DATASET RECORDS
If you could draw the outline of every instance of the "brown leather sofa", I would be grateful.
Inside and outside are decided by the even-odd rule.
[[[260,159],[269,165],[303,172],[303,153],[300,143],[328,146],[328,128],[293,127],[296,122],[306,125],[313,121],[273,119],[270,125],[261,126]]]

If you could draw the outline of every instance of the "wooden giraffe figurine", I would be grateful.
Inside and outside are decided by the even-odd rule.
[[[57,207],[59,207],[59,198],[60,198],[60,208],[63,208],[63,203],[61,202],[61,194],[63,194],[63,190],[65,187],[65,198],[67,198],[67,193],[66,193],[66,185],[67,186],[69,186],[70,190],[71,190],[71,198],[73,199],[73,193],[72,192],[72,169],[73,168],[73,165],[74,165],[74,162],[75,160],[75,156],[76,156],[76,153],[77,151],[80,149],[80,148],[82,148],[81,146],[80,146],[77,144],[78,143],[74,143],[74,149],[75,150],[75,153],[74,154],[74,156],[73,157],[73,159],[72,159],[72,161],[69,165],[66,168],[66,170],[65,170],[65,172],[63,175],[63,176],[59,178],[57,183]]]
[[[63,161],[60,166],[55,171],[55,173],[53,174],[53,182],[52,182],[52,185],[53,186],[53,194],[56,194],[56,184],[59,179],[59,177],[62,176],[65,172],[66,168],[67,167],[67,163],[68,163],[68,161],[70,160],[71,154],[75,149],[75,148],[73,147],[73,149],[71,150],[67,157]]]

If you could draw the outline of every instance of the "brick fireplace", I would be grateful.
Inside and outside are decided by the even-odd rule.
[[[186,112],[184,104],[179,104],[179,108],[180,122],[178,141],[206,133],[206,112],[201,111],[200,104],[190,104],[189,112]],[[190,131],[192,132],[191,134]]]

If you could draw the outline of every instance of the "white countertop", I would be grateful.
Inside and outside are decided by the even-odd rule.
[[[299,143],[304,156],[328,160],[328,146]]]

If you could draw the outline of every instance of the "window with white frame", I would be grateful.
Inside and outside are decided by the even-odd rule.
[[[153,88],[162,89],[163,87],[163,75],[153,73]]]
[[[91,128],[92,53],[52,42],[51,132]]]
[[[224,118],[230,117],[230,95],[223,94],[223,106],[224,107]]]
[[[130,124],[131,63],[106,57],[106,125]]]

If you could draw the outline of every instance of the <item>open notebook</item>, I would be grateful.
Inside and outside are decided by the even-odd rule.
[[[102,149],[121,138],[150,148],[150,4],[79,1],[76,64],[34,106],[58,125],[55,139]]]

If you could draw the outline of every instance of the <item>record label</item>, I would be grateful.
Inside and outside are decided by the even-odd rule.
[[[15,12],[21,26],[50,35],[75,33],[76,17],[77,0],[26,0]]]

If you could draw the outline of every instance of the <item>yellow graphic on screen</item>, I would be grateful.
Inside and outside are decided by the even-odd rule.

PROBLEM DETAILS
Please quote the data above in full, with no line missing.

THE SOLUTION
If you could draw the outline of every instance of the "brown leather sofa", I would be grateful.
Inside and outside are decided by the even-odd rule.
[[[260,159],[269,165],[303,172],[303,153],[300,143],[328,146],[328,128],[293,127],[296,122],[306,125],[313,121],[273,119],[270,125],[261,126]]]

If you could draw the outline of every instance of the "wooden giraffe figurine", I would be grateful.
Inside and outside are decided by the even-odd rule.
[[[57,207],[59,207],[59,198],[60,198],[60,208],[63,208],[63,203],[61,202],[61,194],[63,194],[63,190],[65,187],[65,198],[67,198],[67,193],[66,193],[66,185],[67,186],[69,186],[70,190],[71,190],[71,198],[73,199],[73,193],[72,192],[72,169],[73,168],[73,165],[74,165],[74,162],[75,160],[75,156],[76,156],[76,153],[77,151],[80,149],[80,148],[82,148],[81,146],[80,146],[77,144],[78,143],[74,143],[74,149],[75,150],[75,153],[74,154],[74,156],[73,157],[73,159],[72,159],[72,161],[69,165],[66,168],[66,170],[65,170],[65,172],[63,175],[63,176],[59,178],[57,183]]]
[[[63,161],[60,166],[55,171],[55,173],[53,174],[53,182],[52,182],[52,185],[53,186],[53,194],[56,194],[56,184],[59,179],[59,177],[62,176],[65,172],[66,168],[67,167],[67,163],[68,163],[68,161],[70,160],[71,154],[75,149],[75,148],[73,147],[73,149],[71,150],[67,157]]]

If you could draw the outline of every instance of the "brick fireplace", I would be grateful.
Inside and outside are decided by the even-odd rule.
[[[186,112],[184,104],[179,104],[179,108],[180,122],[178,141],[206,133],[206,112],[201,111],[200,104],[190,104],[189,112]],[[190,131],[192,132],[191,134]]]

If you could draw the outline of every instance of the "white countertop", I would be grateful.
Inside and outside are decided by the even-odd rule.
[[[299,143],[304,156],[328,160],[328,146]]]

If you could draw the outline of every instance of the "window with white frame", I would be grateful.
Inside and outside are decided by the even-odd rule.
[[[153,88],[162,89],[163,87],[163,75],[153,73]]]
[[[91,128],[92,53],[52,42],[51,132]]]
[[[224,118],[230,117],[230,95],[223,94],[223,106],[224,107]]]
[[[130,124],[131,63],[106,57],[106,125]]]

If you could draw the outline of every instance of the <item>open notebook</item>, I would be grateful.
Inside and outside are decided by the even-odd rule.
[[[102,149],[121,138],[150,148],[150,4],[79,1],[76,64],[34,106],[58,125],[55,139]]]

If you could draw the outline of every instance of the <item>record label</item>, I would be grateful.
Inside and outside are decided by the even-odd rule.
[[[15,12],[21,26],[50,35],[75,33],[76,17],[77,0],[26,0]]]

If you could draw the outline of every instance of the <item>yellow graphic on screen</item>, I would be grateful.
Inside and outside are decided by the even-odd rule.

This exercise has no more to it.